*** Opening of EXERCISE MATERIALS ***

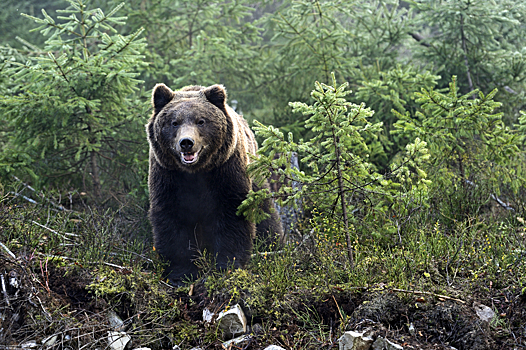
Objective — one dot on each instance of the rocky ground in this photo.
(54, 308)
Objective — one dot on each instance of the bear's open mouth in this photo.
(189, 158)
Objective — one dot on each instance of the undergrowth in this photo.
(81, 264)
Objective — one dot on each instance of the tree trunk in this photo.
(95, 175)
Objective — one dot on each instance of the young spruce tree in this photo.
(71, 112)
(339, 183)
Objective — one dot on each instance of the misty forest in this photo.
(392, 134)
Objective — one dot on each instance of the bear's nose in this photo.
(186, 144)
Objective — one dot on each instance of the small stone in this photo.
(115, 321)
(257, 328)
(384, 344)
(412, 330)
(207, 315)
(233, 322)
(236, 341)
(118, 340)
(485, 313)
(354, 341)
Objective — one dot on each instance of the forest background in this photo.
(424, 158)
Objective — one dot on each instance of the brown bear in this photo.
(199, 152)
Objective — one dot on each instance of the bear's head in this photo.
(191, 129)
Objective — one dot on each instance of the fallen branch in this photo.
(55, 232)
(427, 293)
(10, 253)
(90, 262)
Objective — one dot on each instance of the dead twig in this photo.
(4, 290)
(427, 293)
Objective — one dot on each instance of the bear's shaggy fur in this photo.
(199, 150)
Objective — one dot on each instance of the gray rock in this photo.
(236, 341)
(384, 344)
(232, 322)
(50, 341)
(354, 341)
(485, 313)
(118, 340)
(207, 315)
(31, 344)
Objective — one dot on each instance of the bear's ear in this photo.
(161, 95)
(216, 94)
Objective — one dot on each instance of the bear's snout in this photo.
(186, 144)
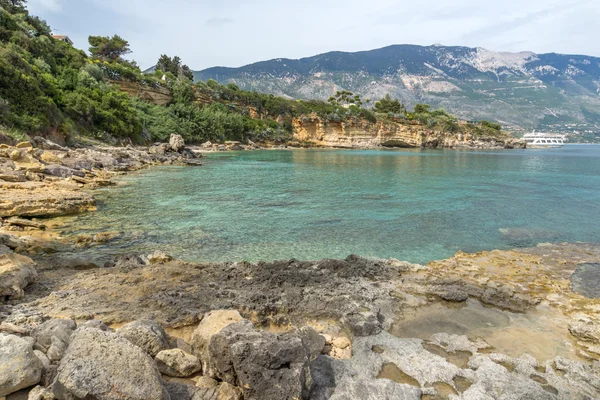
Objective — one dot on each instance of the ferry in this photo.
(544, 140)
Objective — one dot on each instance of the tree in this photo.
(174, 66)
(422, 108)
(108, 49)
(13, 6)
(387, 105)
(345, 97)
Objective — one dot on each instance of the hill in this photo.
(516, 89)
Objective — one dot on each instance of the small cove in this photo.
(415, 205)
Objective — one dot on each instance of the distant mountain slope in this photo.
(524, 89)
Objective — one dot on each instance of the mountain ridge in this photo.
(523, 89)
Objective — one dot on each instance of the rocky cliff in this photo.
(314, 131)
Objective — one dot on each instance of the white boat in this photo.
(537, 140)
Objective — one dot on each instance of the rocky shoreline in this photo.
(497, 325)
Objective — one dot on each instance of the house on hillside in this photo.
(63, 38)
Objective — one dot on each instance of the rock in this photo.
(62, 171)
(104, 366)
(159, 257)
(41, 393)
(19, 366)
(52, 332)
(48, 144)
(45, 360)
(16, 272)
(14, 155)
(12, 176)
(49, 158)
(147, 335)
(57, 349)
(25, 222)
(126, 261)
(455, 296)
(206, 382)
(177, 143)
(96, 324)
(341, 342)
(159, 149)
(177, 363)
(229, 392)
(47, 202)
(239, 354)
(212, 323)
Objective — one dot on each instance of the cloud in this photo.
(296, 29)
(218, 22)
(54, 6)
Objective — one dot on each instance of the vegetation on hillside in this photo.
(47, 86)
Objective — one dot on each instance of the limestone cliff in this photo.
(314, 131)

*** Close of EXERCISE MATERIALS ***
*** Opening of EXERCISE MATERIALS ***

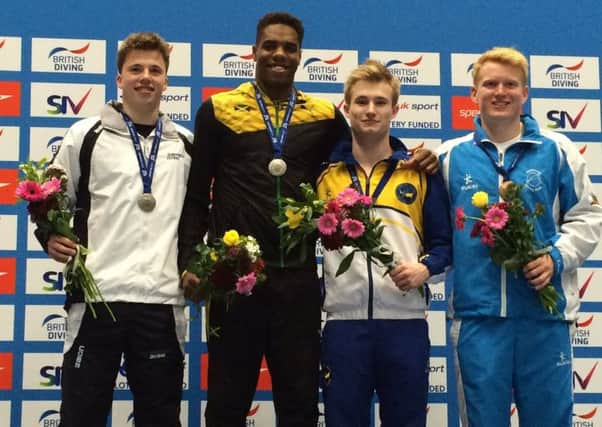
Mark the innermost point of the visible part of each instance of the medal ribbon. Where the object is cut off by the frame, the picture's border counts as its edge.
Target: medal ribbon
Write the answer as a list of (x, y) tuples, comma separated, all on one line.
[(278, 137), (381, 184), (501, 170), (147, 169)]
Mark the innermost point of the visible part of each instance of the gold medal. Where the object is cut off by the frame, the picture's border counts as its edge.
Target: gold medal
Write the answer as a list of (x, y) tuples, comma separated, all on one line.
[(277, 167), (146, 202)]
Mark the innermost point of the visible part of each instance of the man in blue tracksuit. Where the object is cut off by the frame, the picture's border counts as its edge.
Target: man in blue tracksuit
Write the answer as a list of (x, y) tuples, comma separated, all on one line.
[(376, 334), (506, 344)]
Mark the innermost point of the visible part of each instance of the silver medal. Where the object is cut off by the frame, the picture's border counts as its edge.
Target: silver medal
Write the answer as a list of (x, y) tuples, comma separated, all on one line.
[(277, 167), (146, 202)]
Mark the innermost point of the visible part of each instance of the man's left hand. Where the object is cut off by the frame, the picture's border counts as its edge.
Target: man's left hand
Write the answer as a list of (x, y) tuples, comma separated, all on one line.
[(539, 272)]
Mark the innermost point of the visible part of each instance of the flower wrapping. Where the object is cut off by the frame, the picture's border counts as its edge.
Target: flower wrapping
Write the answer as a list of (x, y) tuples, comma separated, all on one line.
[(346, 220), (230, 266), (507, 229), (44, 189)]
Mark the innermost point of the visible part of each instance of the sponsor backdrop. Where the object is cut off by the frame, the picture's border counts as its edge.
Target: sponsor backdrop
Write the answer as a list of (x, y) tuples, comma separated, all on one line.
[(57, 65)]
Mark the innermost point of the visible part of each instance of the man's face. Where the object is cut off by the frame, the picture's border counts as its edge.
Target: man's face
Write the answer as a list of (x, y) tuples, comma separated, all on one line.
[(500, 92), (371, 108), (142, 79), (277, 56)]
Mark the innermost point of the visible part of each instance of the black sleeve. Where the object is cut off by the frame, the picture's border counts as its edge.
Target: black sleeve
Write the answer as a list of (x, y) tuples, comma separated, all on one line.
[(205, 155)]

*** Close of EXERCISE MATERIALS ***

### WHAT IS EXPECTED:
Across the entries above, how many lines carry the word "tracksuit"? Write only the number.

### RESPONSE:
2